- _Input_:
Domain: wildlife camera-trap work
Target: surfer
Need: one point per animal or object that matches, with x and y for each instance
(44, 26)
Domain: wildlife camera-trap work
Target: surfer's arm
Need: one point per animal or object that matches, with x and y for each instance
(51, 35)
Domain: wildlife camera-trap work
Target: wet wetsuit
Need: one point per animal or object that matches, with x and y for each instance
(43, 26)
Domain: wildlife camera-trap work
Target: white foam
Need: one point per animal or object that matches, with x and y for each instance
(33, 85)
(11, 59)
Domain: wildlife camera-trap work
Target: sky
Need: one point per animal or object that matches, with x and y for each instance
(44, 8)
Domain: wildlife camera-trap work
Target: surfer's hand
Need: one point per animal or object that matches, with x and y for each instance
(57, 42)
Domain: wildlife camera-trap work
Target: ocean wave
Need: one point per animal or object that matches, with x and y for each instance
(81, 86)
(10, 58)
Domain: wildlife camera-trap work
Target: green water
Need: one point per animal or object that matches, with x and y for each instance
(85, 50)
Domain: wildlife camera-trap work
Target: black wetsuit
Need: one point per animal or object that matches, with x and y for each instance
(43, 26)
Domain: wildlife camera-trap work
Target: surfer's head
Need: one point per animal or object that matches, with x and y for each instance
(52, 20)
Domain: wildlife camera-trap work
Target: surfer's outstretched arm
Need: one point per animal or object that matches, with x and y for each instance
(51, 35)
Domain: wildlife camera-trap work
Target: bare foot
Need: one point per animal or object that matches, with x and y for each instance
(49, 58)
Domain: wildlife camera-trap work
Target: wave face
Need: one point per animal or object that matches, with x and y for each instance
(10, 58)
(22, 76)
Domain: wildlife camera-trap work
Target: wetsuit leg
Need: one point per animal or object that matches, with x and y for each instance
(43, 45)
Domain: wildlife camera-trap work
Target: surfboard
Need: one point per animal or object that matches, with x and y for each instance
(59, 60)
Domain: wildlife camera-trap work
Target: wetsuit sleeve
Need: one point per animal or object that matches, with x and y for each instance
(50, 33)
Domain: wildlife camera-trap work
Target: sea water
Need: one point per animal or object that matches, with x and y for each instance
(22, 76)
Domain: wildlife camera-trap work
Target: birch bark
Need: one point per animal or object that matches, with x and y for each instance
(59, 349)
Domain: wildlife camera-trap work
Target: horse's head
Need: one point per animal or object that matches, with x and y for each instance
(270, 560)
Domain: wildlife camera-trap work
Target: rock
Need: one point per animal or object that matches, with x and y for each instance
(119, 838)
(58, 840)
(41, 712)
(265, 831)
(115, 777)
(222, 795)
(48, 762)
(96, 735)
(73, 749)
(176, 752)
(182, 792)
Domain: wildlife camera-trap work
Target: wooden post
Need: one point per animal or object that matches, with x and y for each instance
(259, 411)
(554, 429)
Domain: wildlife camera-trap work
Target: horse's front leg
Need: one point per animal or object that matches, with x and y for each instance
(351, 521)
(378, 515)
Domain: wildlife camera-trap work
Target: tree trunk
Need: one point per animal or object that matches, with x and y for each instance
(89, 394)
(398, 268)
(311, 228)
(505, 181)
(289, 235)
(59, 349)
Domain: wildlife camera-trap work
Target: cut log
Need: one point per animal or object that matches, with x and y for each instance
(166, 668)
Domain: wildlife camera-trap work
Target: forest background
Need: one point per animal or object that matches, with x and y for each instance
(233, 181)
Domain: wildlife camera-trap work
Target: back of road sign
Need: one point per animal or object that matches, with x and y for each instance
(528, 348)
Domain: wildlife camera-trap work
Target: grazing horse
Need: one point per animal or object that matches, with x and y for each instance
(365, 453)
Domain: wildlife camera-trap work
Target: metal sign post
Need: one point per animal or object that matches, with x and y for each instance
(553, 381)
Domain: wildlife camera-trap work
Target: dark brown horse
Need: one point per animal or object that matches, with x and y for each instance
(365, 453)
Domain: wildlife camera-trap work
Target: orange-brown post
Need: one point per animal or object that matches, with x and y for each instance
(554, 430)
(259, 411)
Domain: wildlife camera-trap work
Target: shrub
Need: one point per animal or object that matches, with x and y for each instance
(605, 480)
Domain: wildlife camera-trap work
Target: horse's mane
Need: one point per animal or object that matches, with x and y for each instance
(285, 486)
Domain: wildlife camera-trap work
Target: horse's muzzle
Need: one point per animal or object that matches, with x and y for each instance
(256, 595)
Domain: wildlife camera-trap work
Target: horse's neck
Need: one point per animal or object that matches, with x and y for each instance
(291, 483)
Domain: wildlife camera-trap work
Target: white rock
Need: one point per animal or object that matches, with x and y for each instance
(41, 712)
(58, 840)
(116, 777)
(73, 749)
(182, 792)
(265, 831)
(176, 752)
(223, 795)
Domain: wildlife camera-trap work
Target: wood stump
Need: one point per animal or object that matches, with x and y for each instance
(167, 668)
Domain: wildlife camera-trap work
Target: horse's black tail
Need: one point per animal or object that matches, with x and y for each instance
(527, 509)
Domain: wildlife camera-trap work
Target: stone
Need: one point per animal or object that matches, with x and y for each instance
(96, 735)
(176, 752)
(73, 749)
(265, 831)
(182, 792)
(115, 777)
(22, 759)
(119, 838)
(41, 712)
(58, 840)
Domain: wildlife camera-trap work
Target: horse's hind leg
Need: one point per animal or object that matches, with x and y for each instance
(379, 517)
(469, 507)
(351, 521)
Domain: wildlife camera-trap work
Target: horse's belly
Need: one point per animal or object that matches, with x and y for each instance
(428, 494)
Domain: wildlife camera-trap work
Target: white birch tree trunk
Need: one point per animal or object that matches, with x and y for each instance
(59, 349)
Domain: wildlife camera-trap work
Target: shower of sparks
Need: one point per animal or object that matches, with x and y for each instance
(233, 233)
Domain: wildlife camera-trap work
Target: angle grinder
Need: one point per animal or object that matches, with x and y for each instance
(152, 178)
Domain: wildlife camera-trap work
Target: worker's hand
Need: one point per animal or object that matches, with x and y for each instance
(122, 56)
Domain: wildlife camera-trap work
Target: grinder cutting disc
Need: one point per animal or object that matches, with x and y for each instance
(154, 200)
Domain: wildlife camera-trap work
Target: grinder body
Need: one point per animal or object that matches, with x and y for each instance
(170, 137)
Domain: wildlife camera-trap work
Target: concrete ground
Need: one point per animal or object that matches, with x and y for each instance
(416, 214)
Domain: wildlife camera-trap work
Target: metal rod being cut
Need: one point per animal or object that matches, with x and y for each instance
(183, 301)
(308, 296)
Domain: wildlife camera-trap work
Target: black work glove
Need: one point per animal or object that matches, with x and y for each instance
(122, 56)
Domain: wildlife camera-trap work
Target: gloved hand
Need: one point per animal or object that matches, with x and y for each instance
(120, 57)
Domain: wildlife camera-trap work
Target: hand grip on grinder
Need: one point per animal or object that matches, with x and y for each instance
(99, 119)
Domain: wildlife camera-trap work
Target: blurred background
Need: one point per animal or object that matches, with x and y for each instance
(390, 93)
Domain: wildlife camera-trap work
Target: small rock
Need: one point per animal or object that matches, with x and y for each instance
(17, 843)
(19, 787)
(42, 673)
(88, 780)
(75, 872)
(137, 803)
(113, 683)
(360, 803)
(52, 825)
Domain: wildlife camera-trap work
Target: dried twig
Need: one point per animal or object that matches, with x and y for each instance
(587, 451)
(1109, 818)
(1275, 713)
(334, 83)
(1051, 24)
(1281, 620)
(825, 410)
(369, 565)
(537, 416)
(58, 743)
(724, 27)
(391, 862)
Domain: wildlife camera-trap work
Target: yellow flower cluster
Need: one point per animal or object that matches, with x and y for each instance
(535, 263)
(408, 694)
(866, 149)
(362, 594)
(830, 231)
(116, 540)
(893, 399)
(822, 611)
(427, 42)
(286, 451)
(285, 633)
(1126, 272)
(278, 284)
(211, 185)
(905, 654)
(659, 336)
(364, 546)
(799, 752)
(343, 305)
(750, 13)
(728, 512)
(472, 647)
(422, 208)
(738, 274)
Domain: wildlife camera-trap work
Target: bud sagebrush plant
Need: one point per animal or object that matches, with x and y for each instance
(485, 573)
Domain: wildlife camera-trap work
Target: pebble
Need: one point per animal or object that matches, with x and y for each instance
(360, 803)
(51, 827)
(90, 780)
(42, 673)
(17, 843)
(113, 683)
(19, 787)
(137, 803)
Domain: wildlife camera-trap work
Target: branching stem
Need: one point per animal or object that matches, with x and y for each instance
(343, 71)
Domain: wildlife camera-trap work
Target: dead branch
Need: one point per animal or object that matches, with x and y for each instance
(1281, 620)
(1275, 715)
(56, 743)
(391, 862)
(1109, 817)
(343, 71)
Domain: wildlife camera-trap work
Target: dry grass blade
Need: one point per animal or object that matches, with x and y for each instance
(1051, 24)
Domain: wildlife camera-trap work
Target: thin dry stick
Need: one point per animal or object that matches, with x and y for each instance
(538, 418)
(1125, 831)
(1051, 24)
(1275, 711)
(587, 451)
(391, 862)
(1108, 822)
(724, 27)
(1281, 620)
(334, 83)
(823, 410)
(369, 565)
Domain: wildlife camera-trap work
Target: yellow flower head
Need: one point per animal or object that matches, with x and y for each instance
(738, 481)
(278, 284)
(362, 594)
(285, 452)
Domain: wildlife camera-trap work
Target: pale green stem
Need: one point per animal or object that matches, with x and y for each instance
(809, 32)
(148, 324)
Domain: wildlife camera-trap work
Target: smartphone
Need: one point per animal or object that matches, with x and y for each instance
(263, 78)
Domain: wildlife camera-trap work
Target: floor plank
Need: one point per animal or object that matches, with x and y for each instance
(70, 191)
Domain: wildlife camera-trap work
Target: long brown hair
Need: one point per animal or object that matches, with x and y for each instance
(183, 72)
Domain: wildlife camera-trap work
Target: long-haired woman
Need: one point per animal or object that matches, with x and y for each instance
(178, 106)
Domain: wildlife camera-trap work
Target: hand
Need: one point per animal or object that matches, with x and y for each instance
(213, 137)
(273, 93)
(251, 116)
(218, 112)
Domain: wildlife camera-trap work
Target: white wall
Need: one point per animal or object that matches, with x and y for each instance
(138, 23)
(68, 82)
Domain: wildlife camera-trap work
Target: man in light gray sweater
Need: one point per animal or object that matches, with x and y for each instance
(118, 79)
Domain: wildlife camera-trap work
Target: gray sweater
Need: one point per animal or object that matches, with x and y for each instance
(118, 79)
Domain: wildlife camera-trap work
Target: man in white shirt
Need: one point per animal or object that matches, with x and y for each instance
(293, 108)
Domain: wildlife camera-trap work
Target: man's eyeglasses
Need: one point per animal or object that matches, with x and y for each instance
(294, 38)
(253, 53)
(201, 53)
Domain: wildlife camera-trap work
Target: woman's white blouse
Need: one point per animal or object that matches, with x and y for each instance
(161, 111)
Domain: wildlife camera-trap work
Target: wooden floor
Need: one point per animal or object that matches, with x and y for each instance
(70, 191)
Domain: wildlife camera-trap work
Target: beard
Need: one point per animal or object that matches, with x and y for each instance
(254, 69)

- _What is expected_: Locate every line in the records that contains the word "green" and copy each one out.

- _Exercise output_:
Target: green water
Target: pale green stem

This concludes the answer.